» **Your instructions**
Recast all the entries below as one numbered list with a number for each line and no blank lines, leaving out the pictures.

» **Input data**
* * * * *

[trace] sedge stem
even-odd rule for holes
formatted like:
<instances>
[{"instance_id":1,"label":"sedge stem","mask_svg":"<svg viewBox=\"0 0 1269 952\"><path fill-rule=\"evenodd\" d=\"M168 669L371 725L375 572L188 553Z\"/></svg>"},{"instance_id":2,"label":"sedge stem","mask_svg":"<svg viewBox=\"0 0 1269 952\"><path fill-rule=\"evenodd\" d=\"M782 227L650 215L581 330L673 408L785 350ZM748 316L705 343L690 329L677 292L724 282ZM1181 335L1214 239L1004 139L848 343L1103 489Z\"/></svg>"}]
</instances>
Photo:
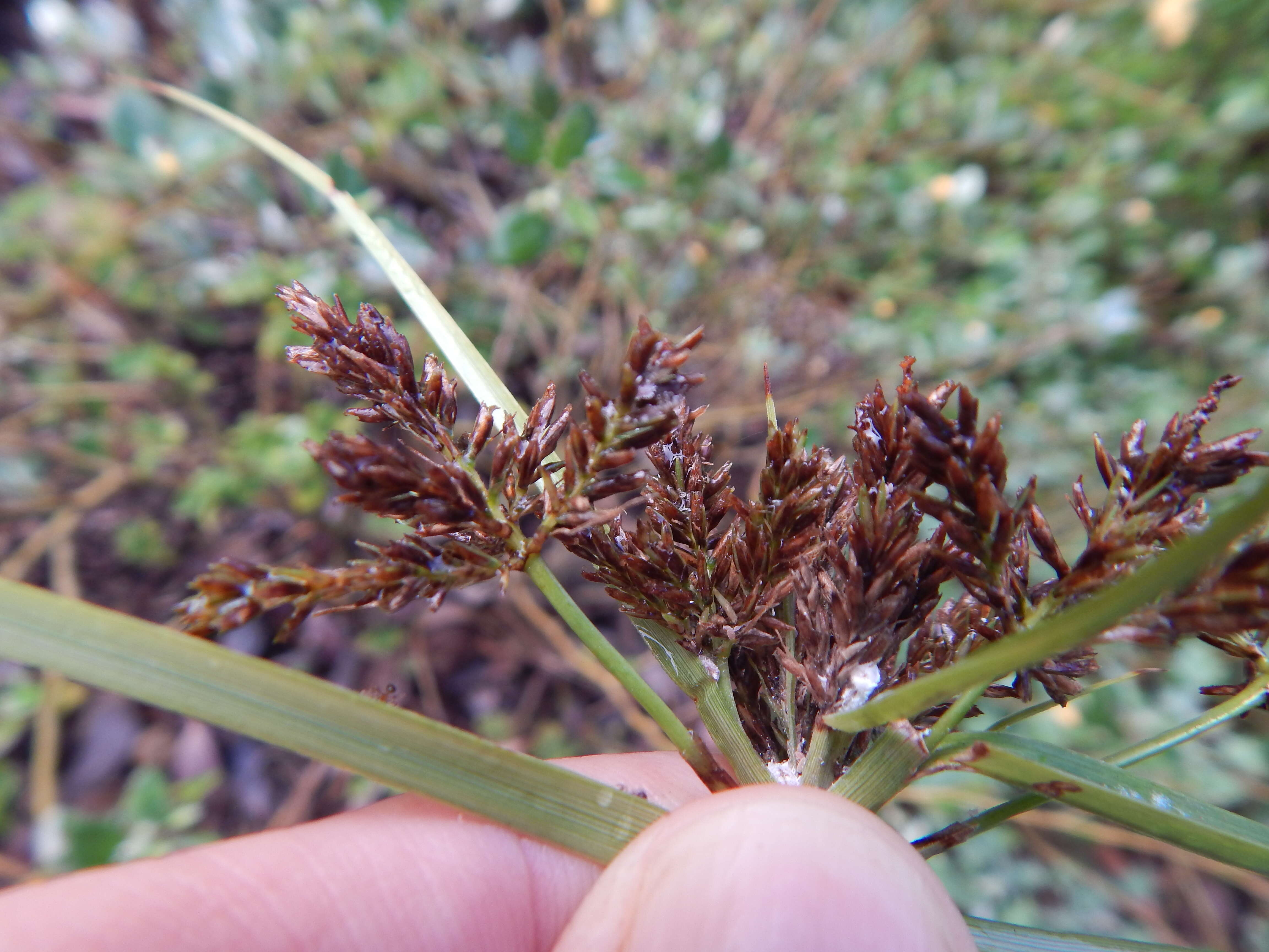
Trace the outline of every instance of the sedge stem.
<instances>
[{"instance_id":1,"label":"sedge stem","mask_svg":"<svg viewBox=\"0 0 1269 952\"><path fill-rule=\"evenodd\" d=\"M665 731L665 736L674 744L683 759L692 765L704 784L711 790L725 790L732 786L709 751L670 710L670 706L661 699L661 696L652 689L652 685L640 677L626 655L613 647L612 642L586 617L586 613L572 600L572 597L560 584L546 562L539 556L533 556L525 564L524 571L542 589L542 594L547 597L551 607L572 628L577 640L586 646L595 660L604 666L604 670L617 678L640 707L647 712L647 716L656 722L656 726Z\"/></svg>"}]
</instances>

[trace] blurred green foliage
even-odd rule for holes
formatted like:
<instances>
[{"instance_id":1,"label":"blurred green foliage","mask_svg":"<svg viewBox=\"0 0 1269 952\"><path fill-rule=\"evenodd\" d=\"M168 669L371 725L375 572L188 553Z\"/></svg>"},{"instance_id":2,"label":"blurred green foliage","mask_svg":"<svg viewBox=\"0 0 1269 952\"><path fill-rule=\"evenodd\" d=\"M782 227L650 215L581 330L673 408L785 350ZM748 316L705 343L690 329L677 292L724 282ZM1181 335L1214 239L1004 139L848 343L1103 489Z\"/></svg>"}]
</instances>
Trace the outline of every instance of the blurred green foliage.
<instances>
[{"instance_id":1,"label":"blurred green foliage","mask_svg":"<svg viewBox=\"0 0 1269 952\"><path fill-rule=\"evenodd\" d=\"M0 503L34 505L69 465L46 437L75 465L127 458L170 512L113 529L126 564L166 564L171 520L209 537L250 506L326 519L301 443L345 421L280 363L294 339L274 284L402 312L305 187L108 79L127 74L179 81L319 161L522 395L610 372L640 315L704 324L703 424L721 442L744 453L761 432L766 363L782 413L840 446L860 390L914 354L926 381L968 380L1004 415L1014 479L1038 473L1066 543L1060 496L1093 468L1091 432L1137 416L1157 432L1221 373L1247 380L1218 425L1265 419L1256 0L27 9L38 48L0 74L0 367L43 435L0 442ZM391 637L367 632L362 649ZM1180 720L1221 680L1197 674L1217 661L1193 647L1175 675L1025 730L1104 753ZM0 689L0 731L29 716L29 688ZM477 727L518 730L497 711ZM529 743L575 749L552 724ZM1255 812L1266 757L1253 724L1141 769ZM161 783L133 774L121 812L67 820L65 863L185 835L171 814L190 801ZM1053 872L1013 830L940 863L975 914L1147 935L1113 890ZM1154 895L1164 872L1126 866L1117 889ZM1231 942L1263 935L1253 911L1232 922Z\"/></svg>"}]
</instances>

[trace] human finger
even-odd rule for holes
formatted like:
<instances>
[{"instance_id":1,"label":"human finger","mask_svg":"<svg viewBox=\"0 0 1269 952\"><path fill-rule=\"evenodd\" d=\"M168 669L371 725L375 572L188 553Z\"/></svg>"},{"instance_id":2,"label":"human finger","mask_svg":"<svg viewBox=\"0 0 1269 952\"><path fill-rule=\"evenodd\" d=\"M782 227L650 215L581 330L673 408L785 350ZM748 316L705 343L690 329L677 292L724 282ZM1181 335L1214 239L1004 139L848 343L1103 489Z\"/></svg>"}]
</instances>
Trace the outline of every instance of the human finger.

* * * * *

» **The output**
1. [trace] sedge stem
2. even-odd rule for holes
3. formatted like:
4. <instances>
5. [{"instance_id":1,"label":"sedge stem","mask_svg":"<svg viewBox=\"0 0 1269 952\"><path fill-rule=\"evenodd\" d=\"M168 669L371 725L375 572L188 553Z\"/></svg>"},{"instance_id":2,"label":"sedge stem","mask_svg":"<svg viewBox=\"0 0 1269 952\"><path fill-rule=\"evenodd\" d=\"M782 227L650 215L581 330L673 408L785 350ZM748 316L705 343L690 329L677 292L724 282ZM1181 335L1214 239L1004 139L848 343L1103 489Z\"/></svg>"}]
6. </instances>
7. Photo:
8. Trace the outline of every instance of the sedge stem.
9. <instances>
10. [{"instance_id":1,"label":"sedge stem","mask_svg":"<svg viewBox=\"0 0 1269 952\"><path fill-rule=\"evenodd\" d=\"M665 731L665 736L674 744L683 759L692 765L704 784L711 790L725 790L732 786L709 751L670 710L670 706L661 699L661 696L652 689L652 685L640 677L626 655L613 647L612 642L586 617L586 613L572 600L572 597L560 584L546 562L539 556L533 556L525 564L524 571L542 589L542 594L547 597L551 607L572 628L577 640L586 646L595 660L604 666L604 670L617 678L640 707L647 712L647 716L656 722L656 726Z\"/></svg>"}]
11. </instances>
12. [trace] blurred green foliage
13. even-odd rule for holes
14. formatted like:
15. <instances>
16. [{"instance_id":1,"label":"blurred green foliage","mask_svg":"<svg viewBox=\"0 0 1269 952\"><path fill-rule=\"evenodd\" d=\"M168 669L371 725L375 572L188 553Z\"/></svg>"},{"instance_id":2,"label":"blurred green foliage","mask_svg":"<svg viewBox=\"0 0 1269 952\"><path fill-rule=\"evenodd\" d=\"M782 227L650 215L581 330L673 408L785 350ZM748 316L705 343L690 329L677 292L724 282ZM1181 335L1214 239L1004 139L848 343L1103 489Z\"/></svg>"}]
17. </instances>
18. Trace the outline of every instance of the blurred green foliage.
19. <instances>
20. [{"instance_id":1,"label":"blurred green foliage","mask_svg":"<svg viewBox=\"0 0 1269 952\"><path fill-rule=\"evenodd\" d=\"M0 503L34 505L69 465L46 437L75 465L127 458L170 512L113 529L126 564L166 564L171 520L209 537L250 506L326 519L301 443L345 421L280 363L294 339L274 284L402 312L305 187L108 79L127 74L179 81L319 161L522 395L610 372L640 315L704 324L703 424L721 442L744 453L761 432L766 363L782 413L840 446L860 390L914 354L926 381L968 380L1004 415L1014 479L1038 473L1066 543L1060 496L1093 468L1091 432L1137 416L1157 432L1221 373L1247 380L1218 425L1265 419L1256 0L27 9L38 48L0 74L0 367L43 435L0 442ZM391 637L367 632L362 649ZM1180 720L1221 680L1197 674L1217 661L1193 647L1175 675L1025 730L1104 753ZM0 689L0 731L29 716L29 688ZM477 727L518 730L497 711ZM529 743L575 749L552 724ZM1255 812L1266 757L1253 724L1141 769ZM161 783L133 774L121 812L67 820L65 863L185 835L171 814L190 801ZM1053 872L1013 830L940 863L975 914L1147 935L1113 890ZM1154 895L1164 872L1126 866L1117 889ZM1231 942L1263 935L1253 911L1232 922Z\"/></svg>"}]
21. </instances>
22. [trace] human finger
23. even-odd rule for holes
24. formatted like:
25. <instances>
26. [{"instance_id":1,"label":"human finger","mask_svg":"<svg viewBox=\"0 0 1269 952\"><path fill-rule=\"evenodd\" d=\"M168 669L371 725L375 572L188 553Z\"/></svg>"},{"instance_id":2,"label":"human finger","mask_svg":"<svg viewBox=\"0 0 1269 952\"><path fill-rule=\"evenodd\" d=\"M782 227L650 215L581 330L673 408L785 350ZM748 316L705 343L690 329L677 292L724 282ZM1181 335L1214 239L1004 139L848 343L1103 489Z\"/></svg>"}]
27. </instances>
28. Trace the outline of every instance of the human finger.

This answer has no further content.